■ MATERIALS PROVIDED

============

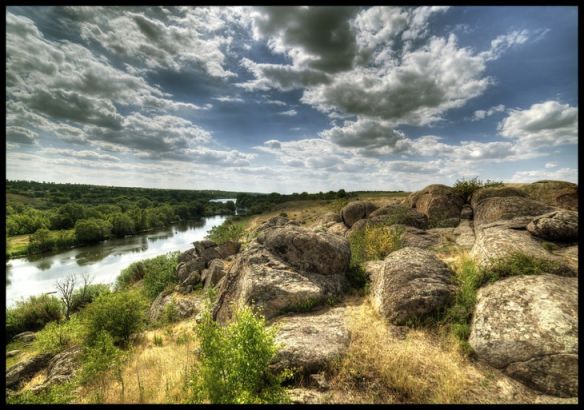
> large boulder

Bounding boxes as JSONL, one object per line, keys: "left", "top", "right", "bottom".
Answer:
{"left": 318, "top": 212, "right": 342, "bottom": 225}
{"left": 470, "top": 186, "right": 528, "bottom": 210}
{"left": 365, "top": 205, "right": 428, "bottom": 229}
{"left": 469, "top": 274, "right": 578, "bottom": 397}
{"left": 340, "top": 201, "right": 378, "bottom": 228}
{"left": 369, "top": 247, "right": 457, "bottom": 325}
{"left": 473, "top": 196, "right": 555, "bottom": 228}
{"left": 259, "top": 226, "right": 350, "bottom": 276}
{"left": 527, "top": 210, "right": 578, "bottom": 242}
{"left": 271, "top": 307, "right": 350, "bottom": 377}
{"left": 325, "top": 222, "right": 349, "bottom": 237}
{"left": 254, "top": 216, "right": 299, "bottom": 234}
{"left": 470, "top": 219, "right": 577, "bottom": 275}
{"left": 30, "top": 346, "right": 82, "bottom": 393}
{"left": 212, "top": 240, "right": 347, "bottom": 324}
{"left": 521, "top": 180, "right": 578, "bottom": 211}
{"left": 216, "top": 241, "right": 241, "bottom": 259}
{"left": 407, "top": 184, "right": 464, "bottom": 227}
{"left": 6, "top": 353, "right": 53, "bottom": 390}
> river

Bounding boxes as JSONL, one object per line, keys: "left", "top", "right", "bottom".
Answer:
{"left": 5, "top": 214, "right": 229, "bottom": 307}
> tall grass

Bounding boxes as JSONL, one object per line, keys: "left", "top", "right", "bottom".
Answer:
{"left": 116, "top": 252, "right": 179, "bottom": 299}
{"left": 206, "top": 219, "right": 247, "bottom": 244}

============

■ TASK TO COMPLETE
Retype each entry above character for character; pictures stay out.

■ ANSWER BOX
> large boulder

Bounding boxes as JSONL, one object per line, keys: "left", "top", "right", "bottom".
Answer:
{"left": 318, "top": 212, "right": 342, "bottom": 225}
{"left": 470, "top": 186, "right": 528, "bottom": 210}
{"left": 365, "top": 205, "right": 428, "bottom": 229}
{"left": 469, "top": 274, "right": 578, "bottom": 397}
{"left": 340, "top": 201, "right": 378, "bottom": 228}
{"left": 369, "top": 247, "right": 457, "bottom": 325}
{"left": 473, "top": 196, "right": 555, "bottom": 228}
{"left": 259, "top": 226, "right": 350, "bottom": 276}
{"left": 527, "top": 210, "right": 578, "bottom": 242}
{"left": 271, "top": 307, "right": 350, "bottom": 377}
{"left": 325, "top": 222, "right": 349, "bottom": 237}
{"left": 254, "top": 216, "right": 299, "bottom": 234}
{"left": 470, "top": 219, "right": 577, "bottom": 275}
{"left": 30, "top": 346, "right": 82, "bottom": 393}
{"left": 212, "top": 240, "right": 347, "bottom": 324}
{"left": 521, "top": 180, "right": 578, "bottom": 211}
{"left": 216, "top": 241, "right": 241, "bottom": 259}
{"left": 407, "top": 184, "right": 464, "bottom": 227}
{"left": 6, "top": 353, "right": 53, "bottom": 390}
> river

Bounding boxes as JSONL, one object per line, keys: "left", "top", "right", "bottom".
Answer:
{"left": 5, "top": 214, "right": 229, "bottom": 307}
> tall grass

Bounding boxes as JSONL, one object per line, keys: "left", "top", "right", "bottom".
Answer:
{"left": 116, "top": 252, "right": 179, "bottom": 299}
{"left": 206, "top": 219, "right": 247, "bottom": 244}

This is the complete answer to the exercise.